### Provided text
*** Begin section ***

Opposition to such mandates in the decades before COVID included the likes of Robert F. Kennedy Jr. and the actress Jenny McCarthy, both liberal skeptics of vaccine science who promoted theories about widespread vaccine side effects that have been aggressively debunked and dismissed by the medical community. When the country experienced outbreaks of diseases such as measles—an illness that in 2000 was declared eradicated in the U.S. by the World Health Organization—the overall numbers were in the dozens or hundreds, which is relatively small. In California, where a 2014 outbreak was traced to Disneyland, and New York, where surges in 2019 were connected to insular Orthodox Jewish communities, lawmakers quickly voted to eliminate the ability of parents to opt out of vaccinations for religious or personal reasons.
Yet what scares epidemiologists now is that many conservatives who denounce vaccine mandates are eliding the medical questions of whether they are safe. Instead, says David Rosner, a Columbia University historian who specializes in the intersection of politics and public health, they're focusing on a political view that requiring them is wrong.
"We are at the beginning of a much more profound change that may lead to resistance to other vaccines but also may lead to disintegration of any sense of social obligation, social cohesion and social purpose," he warns. "It's part of the questioning of what the country is and what it represents. When you see this kind of breakdown and unwillingness to work together, even under the most obvious circumstances where we've had more than 650,000 people die, it feels like the beginning of a major dividing point."
Many opponents—like Elder and Ohio
Senate candidate Josh Mandel, who likened vaccine mandates to the Gestapo—are themselves vaccinated for COVID-19 and aren't voicing criticism of the safety or efficacy of the shots themselves. They merely insist that it's not the government's role to force the shots on people, many of whom question the record speed of the vaccines' development, prefer to rely on natural immunity the body may develop after being exposed to COVID or believe a wide range of misinformation, from the myth that the shots contain microchips capable of tracking movement to concerns of potential harm to the reproductive systems of women of child-bearing age.

*** End section ***

### Assignment A
From the vaccine mandate article, reproduce the passage from "Opposition to such" up to and including "or personal reasons.", word for word.
### Assignment B
Carry on the vaccine mandate article from its last sentence, writing what comes next.
Nothing in the lines below is needed to work with the vaccine mandate article.

### Data shown

*** Begin section ***

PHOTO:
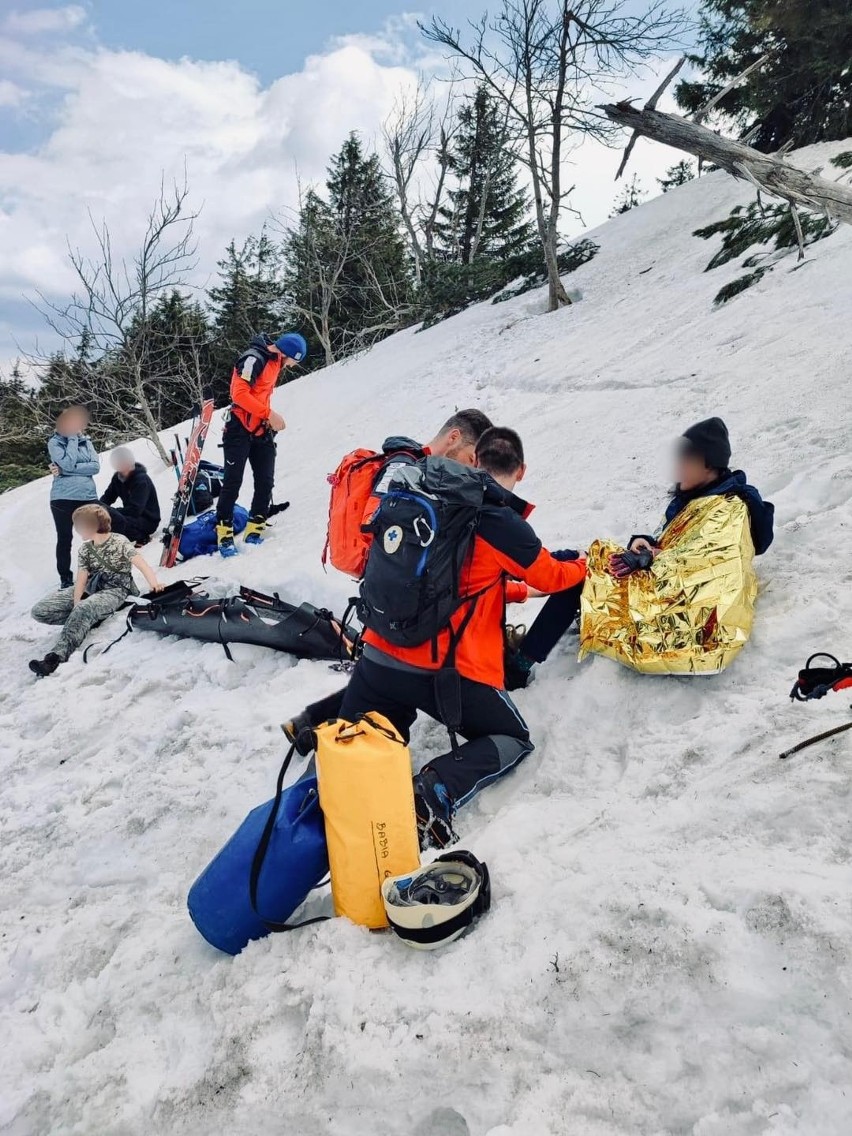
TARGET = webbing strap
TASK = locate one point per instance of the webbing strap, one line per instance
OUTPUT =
(262, 848)
(126, 631)
(439, 932)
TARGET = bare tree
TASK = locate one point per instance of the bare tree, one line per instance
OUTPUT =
(113, 312)
(542, 59)
(767, 172)
(408, 135)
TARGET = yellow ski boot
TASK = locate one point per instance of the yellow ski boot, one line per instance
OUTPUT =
(255, 529)
(225, 540)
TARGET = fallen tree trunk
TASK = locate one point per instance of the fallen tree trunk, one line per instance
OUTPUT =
(769, 173)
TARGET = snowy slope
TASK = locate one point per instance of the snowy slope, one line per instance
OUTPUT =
(669, 946)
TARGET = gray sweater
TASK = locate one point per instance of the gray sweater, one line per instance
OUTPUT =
(77, 462)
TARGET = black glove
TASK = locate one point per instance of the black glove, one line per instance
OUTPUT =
(626, 564)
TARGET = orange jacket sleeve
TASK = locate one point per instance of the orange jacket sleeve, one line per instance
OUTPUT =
(545, 573)
(516, 591)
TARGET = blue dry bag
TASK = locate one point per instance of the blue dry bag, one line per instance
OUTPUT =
(198, 539)
(293, 862)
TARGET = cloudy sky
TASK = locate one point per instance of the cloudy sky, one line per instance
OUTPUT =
(99, 100)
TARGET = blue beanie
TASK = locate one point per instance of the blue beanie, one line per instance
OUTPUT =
(292, 345)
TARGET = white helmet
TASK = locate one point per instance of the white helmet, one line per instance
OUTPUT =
(434, 905)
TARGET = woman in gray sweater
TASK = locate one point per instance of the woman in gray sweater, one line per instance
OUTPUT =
(73, 462)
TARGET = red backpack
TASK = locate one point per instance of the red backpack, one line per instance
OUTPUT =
(352, 483)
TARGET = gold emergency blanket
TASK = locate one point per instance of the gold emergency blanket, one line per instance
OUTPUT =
(692, 611)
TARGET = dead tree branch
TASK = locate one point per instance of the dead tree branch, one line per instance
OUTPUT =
(771, 174)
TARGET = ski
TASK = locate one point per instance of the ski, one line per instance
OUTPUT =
(185, 485)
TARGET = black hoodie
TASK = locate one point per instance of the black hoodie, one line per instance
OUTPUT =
(138, 496)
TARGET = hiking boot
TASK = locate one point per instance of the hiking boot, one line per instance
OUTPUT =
(300, 732)
(225, 540)
(46, 666)
(255, 529)
(517, 670)
(433, 809)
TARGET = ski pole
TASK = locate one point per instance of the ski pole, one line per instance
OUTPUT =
(817, 737)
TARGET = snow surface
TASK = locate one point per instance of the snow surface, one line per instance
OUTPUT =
(669, 945)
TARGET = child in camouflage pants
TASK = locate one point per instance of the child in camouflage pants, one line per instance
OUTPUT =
(102, 584)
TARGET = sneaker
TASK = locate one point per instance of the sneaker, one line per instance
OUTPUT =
(255, 529)
(225, 540)
(46, 666)
(299, 732)
(517, 670)
(433, 809)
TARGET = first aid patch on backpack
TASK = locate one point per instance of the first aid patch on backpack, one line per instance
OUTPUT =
(392, 540)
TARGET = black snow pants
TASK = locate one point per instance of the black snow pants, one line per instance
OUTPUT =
(259, 451)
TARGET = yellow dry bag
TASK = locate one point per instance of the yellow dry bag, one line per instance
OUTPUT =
(364, 773)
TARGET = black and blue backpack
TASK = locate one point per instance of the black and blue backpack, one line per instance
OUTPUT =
(207, 487)
(423, 534)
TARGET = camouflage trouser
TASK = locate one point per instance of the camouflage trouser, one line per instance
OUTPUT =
(58, 608)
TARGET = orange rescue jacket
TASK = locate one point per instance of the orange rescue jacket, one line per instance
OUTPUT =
(252, 382)
(507, 557)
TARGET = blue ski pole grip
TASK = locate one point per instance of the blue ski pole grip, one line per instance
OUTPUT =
(295, 861)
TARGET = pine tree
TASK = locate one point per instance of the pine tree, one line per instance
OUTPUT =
(677, 175)
(347, 268)
(629, 197)
(178, 358)
(489, 214)
(801, 94)
(251, 299)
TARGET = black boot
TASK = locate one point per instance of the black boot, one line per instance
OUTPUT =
(433, 808)
(46, 666)
(300, 732)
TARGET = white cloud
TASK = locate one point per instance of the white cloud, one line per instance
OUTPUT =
(122, 120)
(10, 93)
(44, 21)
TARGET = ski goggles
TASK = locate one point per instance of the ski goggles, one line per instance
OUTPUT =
(435, 905)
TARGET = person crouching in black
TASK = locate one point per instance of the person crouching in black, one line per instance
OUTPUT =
(139, 516)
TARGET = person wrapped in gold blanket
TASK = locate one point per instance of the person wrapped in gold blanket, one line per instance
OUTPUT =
(681, 600)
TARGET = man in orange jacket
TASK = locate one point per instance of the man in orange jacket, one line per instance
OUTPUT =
(399, 682)
(250, 433)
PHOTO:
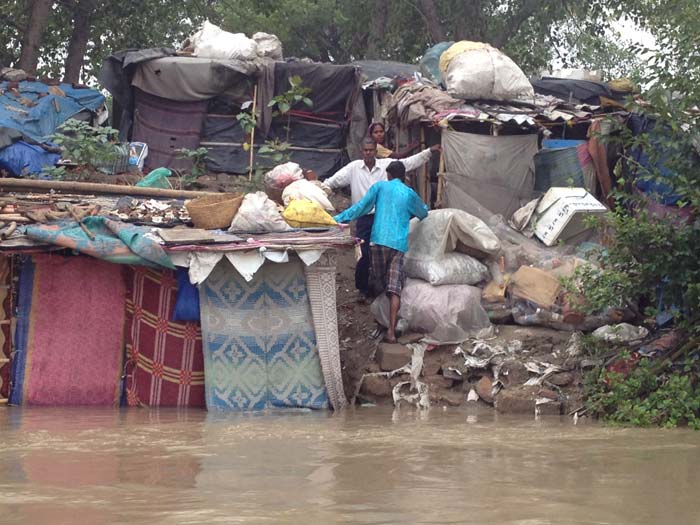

*** End section ***

### Answer space A
Opposition to such mandates in the decades before COVID included the likes of Robert F. Kennedy Jr. and the actress Jenny McCarthy, both liberal skeptics of vaccine science who promoted theories about widespread vaccine side effects that have been aggressively debunked and dismissed by the medical community. When the country experienced outbreaks of diseases such as measles—an illness that in 2000 was declared eradicated in the U.S. by the World Health Organization—the overall numbers were in the dozens or hundreds, which is relatively small. In California, where a 2014 outbreak was traced to Disneyland, and New York, where surges in 2019 were connected to insular Orthodox Jewish communities, lawmakers quickly voted to eliminate the ability of parents to opt out of vaccinations for religious or personal reasons.

### Answer space B
"I am not against anyone getting the COVID vaccine, it's their choice," says Duesenberg, who declined to say if he is vaccinated against COVID. "From someone that's not in the medical profession, there are risky classes of individuals who, if they were to contract the COVID-19 disease, it could be very bad for them. There's a big argument for them to get the COVID vaccine. But for young, healthy individuals, that risk-reward is way different. I've heard even doctors ask why a young healthy person would get the vaccine when you don't know the long-term effects of it. Either way, it can't be the government's choice."
That notion, though, threatens to upend more than a century of bipartisan acceptance and judicial support for the government's ability to impose vaccine requirements. As recently as mid-August, in fact,
Supreme Court Justice
Amy Coney Barrett, a conservative, declined to block a requirement from Indiana University that all students and faculty be vaccinated for COVID. In doing so, Barrett upheld a ruling by the 7th Circuit Court of Appeals, featuring all Republican appointees, that said vaccine requirements "have been common in this nation" and citing a 1905 Supreme Court decision upholding a smallpox vaccine mandate.